__Instructions for the task__:
Will you give every entry again exactly as it stands?

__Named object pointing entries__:
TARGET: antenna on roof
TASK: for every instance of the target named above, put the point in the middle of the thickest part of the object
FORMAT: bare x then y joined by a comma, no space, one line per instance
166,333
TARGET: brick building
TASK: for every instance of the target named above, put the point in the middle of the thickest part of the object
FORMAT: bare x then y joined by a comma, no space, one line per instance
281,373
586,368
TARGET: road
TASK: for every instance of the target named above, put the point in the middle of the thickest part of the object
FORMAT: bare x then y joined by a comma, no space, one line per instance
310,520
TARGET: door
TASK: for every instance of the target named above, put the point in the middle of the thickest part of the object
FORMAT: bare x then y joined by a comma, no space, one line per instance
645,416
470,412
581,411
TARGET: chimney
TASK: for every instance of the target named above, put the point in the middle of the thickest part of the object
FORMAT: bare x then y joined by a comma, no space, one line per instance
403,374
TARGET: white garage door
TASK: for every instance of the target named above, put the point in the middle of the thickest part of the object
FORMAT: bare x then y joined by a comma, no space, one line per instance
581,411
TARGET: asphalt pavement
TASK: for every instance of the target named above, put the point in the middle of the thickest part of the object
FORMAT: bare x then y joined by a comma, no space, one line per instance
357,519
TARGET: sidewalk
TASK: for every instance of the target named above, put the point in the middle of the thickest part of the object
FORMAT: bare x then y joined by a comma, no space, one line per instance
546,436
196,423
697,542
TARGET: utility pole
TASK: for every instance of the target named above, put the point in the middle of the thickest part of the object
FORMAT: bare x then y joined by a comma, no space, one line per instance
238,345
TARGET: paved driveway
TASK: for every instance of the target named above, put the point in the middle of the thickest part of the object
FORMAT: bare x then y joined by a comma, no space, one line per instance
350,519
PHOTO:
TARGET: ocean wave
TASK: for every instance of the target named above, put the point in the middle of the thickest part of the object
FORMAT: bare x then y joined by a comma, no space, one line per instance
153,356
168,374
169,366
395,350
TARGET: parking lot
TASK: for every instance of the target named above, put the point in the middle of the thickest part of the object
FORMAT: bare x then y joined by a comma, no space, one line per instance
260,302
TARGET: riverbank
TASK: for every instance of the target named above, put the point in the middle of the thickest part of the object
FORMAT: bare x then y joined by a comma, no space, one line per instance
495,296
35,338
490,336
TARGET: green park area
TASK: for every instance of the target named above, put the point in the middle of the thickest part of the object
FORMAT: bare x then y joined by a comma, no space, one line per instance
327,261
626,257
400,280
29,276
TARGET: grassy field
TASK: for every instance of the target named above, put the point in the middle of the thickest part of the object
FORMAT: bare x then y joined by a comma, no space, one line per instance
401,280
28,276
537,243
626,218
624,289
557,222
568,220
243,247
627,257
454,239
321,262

__Completed exercise__:
TARGET: antenna on roof
TASK: for every instance of the target named above, put the point in the middle of the thickest part of the object
FORMAT: bare x then y joined by a comma, no space, one line per instance
166,333
TARGET: brick building
TASK: for every instance of the target named above, put the point in the middle of the thickest part of the object
FORMAT: bare x then y joined by a comma, no space, one line per instance
281,373
586,368
TARGET: road
TASK: for every instance of the target named above, put the point in the middle of the thickest part of the object
FORMAT: bare x then y joined by a comma, no space, one line per instance
310,520
TARGET: door
TASK: for every instance of the target named above, put the point in the middle of the thickest part of the object
FORMAT: bare x then y joined by a comma, no space, one line per instance
645,416
470,412
581,411
TARGET: chimney
TASK: for every instance of the target named above, put the point in the middle of the thickest part of the object
FORMAT: bare x then y joined by a comma, no space, one line per instance
403,374
TARGET: white garage door
TASK: for every instance of the target named above, put the point in the middle of the thickest part of the object
FORMAT: bare x then y joined by a comma, no space, one line per instance
581,411
TARGET: asphalt pavement
TASK: for every instance of the target named above, put the point in the middle of the thickest part of the object
FORMAT: bare x then y joined by a comma, no space, one line per instance
357,519
TARGET: sidewalk
TASK: for every instance of the target named above, put the point in the middle of the thickest part of the object
FORMAT: bare x then y joined by a comma, no space, one line per instance
546,436
196,423
697,542
TARGET: utility pole
TASK: for every instance of the target named above, put the point in the middle of the thickest part of the object
FORMAT: bare x then y joined by a comma, no space, one line per instance
238,345
TARGET: paved driveway
TASK: for every instance of the target named above, put the point in the middle of the thickest part of the object
FORMAT: bare x then y joined by a comma, no space, one line per instance
350,519
PHOTO:
TARGET: ocean wave
TASK: for every instance of the target named above, put the point in the middle of the thickest part of the object
FORMAT: bare x then y joined by a comma, no space, one line per instance
153,356
168,374
169,366
395,350
TARGET: parking lot
TASK: for every instance of the target named above, put the point in the middle of the thickest part of the object
FORMAT: bare x then y joined by a comma, no space, one line per instance
260,302
TARGET: riverbank
TASK: for every instance of the target named above, put the point in the middle of the thickest part of the object
FORMAT: bare x then y joined by a comma, no space, one line per instance
495,296
35,338
490,336
TARGET: green park area
TASK: for every instance of the target named above, put the point in the middle of the thickest part of the object
FORMAT: bare x then y joined by a comma, no space, one line per instance
327,261
626,257
400,280
29,276
TARGET: grassy field
TASK: for every instance of the target named above, put the point in the middle of the thickest part of the object
FORMAT: bare x then y joined by a comma, no space, one line per instance
401,280
28,276
537,243
626,218
624,289
557,222
568,220
243,247
627,257
454,239
321,262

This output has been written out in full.